Write out all entries word for word.

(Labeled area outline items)

=-=-=

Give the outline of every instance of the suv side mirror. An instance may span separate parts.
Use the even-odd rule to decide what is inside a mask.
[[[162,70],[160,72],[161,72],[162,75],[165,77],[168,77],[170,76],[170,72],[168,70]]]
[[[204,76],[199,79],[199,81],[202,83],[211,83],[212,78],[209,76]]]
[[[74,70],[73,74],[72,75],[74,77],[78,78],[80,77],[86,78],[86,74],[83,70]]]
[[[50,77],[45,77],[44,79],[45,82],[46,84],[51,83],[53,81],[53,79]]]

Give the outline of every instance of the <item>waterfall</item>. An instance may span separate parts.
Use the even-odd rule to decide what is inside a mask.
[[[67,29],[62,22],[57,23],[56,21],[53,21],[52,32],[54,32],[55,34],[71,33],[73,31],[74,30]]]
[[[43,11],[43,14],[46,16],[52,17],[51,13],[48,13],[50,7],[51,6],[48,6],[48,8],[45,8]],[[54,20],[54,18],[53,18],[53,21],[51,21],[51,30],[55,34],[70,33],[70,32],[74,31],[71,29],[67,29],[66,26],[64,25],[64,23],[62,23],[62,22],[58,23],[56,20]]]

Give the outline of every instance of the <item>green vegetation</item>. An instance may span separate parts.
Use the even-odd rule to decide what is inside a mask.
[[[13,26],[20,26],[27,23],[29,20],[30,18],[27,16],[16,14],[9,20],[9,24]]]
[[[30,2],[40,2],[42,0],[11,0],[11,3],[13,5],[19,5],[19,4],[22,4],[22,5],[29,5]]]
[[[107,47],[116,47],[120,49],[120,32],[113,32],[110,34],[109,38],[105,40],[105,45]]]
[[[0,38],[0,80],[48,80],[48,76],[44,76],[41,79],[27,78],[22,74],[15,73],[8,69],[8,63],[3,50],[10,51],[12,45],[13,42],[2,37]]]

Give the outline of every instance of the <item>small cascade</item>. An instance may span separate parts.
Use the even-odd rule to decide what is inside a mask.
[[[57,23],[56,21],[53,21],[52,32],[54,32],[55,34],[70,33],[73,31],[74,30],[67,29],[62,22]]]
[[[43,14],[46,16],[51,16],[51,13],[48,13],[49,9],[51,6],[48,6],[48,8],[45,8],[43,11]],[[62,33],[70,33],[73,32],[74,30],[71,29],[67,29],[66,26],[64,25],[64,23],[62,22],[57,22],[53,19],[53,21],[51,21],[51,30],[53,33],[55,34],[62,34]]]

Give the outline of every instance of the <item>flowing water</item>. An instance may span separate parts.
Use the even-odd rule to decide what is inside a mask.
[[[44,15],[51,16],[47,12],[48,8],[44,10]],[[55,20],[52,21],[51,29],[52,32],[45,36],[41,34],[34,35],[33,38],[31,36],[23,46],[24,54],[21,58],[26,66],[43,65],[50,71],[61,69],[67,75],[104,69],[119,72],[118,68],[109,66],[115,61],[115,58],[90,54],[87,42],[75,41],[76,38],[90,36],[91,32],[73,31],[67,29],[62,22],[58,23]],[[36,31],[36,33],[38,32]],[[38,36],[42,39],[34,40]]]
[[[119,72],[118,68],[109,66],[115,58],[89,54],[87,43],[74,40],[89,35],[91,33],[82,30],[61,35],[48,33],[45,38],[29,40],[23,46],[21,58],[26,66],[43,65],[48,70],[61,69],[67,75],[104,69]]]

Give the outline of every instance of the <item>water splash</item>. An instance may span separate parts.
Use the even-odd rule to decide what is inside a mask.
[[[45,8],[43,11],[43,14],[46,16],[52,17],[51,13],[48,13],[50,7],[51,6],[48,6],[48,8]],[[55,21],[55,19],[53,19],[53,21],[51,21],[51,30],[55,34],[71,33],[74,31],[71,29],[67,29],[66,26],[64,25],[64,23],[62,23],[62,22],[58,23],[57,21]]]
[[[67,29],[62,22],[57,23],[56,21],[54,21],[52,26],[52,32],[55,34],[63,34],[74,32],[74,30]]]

=-=-=

Output of the exercise:
Give the outline of every instance of the suv side mirror. An instance may span separate parts.
Use the even-odd rule to decide what is inside a mask.
[[[162,70],[160,72],[161,72],[162,75],[165,77],[168,77],[170,76],[170,72],[168,70]]]
[[[204,76],[199,79],[199,81],[202,83],[211,83],[212,78],[209,76]]]
[[[74,70],[73,74],[72,75],[74,77],[78,78],[80,77],[86,78],[86,74],[83,70]]]
[[[50,77],[45,77],[44,79],[45,82],[46,84],[51,83],[53,81],[53,79]]]

Give the outline of every instance of the <item>waterfall</item>. An instance may span separate parts.
Use the even-odd rule to decide what is inside a mask.
[[[67,29],[62,22],[57,23],[56,21],[53,21],[52,32],[54,32],[55,34],[71,33],[73,31],[74,30]]]
[[[43,11],[43,14],[46,16],[52,17],[51,13],[48,13],[50,7],[51,6],[48,6],[48,8],[45,8]],[[54,20],[54,18],[53,18],[53,21],[51,21],[51,30],[55,34],[70,33],[70,32],[74,31],[71,29],[67,29],[66,26],[64,25],[64,23],[62,23],[62,22],[58,23],[56,20]]]

Give the outline of every instance of the <item>green vegetation</item>. An instance may span separate parts.
Use the even-odd rule to decide what is inside a mask.
[[[13,26],[20,26],[27,23],[29,20],[30,18],[27,16],[16,14],[9,20],[9,24]]]
[[[30,2],[40,2],[42,0],[11,0],[11,3],[13,5],[19,5],[19,4],[22,4],[22,5],[29,5]]]
[[[107,47],[116,47],[120,49],[120,32],[113,32],[110,34],[109,38],[105,40],[105,45]]]
[[[0,38],[0,80],[48,80],[48,76],[44,76],[41,79],[27,78],[22,74],[15,73],[8,69],[8,63],[3,50],[10,51],[12,45],[13,42],[2,37]]]

Give the outline of every instance of the <item>small cascade</item>. An instance may span separate parts.
Use the even-odd rule to decide what is inside a mask.
[[[57,23],[56,21],[53,21],[52,32],[54,32],[55,34],[70,33],[73,31],[74,30],[67,29],[62,22]]]
[[[43,14],[46,16],[51,16],[51,13],[48,13],[49,9],[51,6],[48,6],[48,8],[45,8],[43,11]],[[62,33],[70,33],[73,32],[74,30],[71,29],[67,29],[66,26],[64,25],[64,23],[62,22],[57,22],[53,19],[53,21],[51,21],[51,30],[53,33],[55,34],[62,34]]]

Give the outline of every instance of the <item>flowing water</item>. An instance may span separate parts.
Use the even-odd rule to decide what is inside a mask.
[[[44,15],[51,16],[47,12],[48,8],[44,10]],[[55,20],[52,21],[51,29],[52,32],[45,36],[41,34],[34,35],[33,38],[31,36],[23,46],[24,54],[21,58],[26,66],[43,65],[50,71],[61,69],[67,75],[104,69],[119,72],[118,68],[109,66],[115,61],[115,58],[90,54],[87,42],[75,41],[76,38],[90,36],[91,32],[73,31],[67,29],[62,22],[58,23]],[[36,31],[36,33],[38,32]],[[38,36],[42,39],[34,40]]]
[[[119,72],[118,68],[109,66],[115,58],[89,54],[87,43],[74,40],[89,35],[91,33],[82,30],[61,35],[48,33],[45,38],[29,40],[23,46],[21,58],[26,66],[43,65],[48,70],[61,69],[67,75],[104,69]]]

Give the outline of every instance of the <item>water splash</item>. An instance may span separate parts.
Use the even-odd rule to decide what is inside a mask.
[[[45,8],[43,11],[43,14],[46,16],[52,17],[51,13],[48,13],[50,7],[51,6],[48,6],[48,8]],[[55,21],[55,19],[53,19],[53,21],[51,21],[51,30],[55,34],[71,33],[74,31],[71,29],[67,29],[66,26],[64,25],[64,23],[62,23],[62,22],[58,23],[57,21]]]
[[[67,29],[62,22],[57,23],[56,21],[54,21],[52,26],[52,32],[55,34],[63,34],[74,32],[74,30]]]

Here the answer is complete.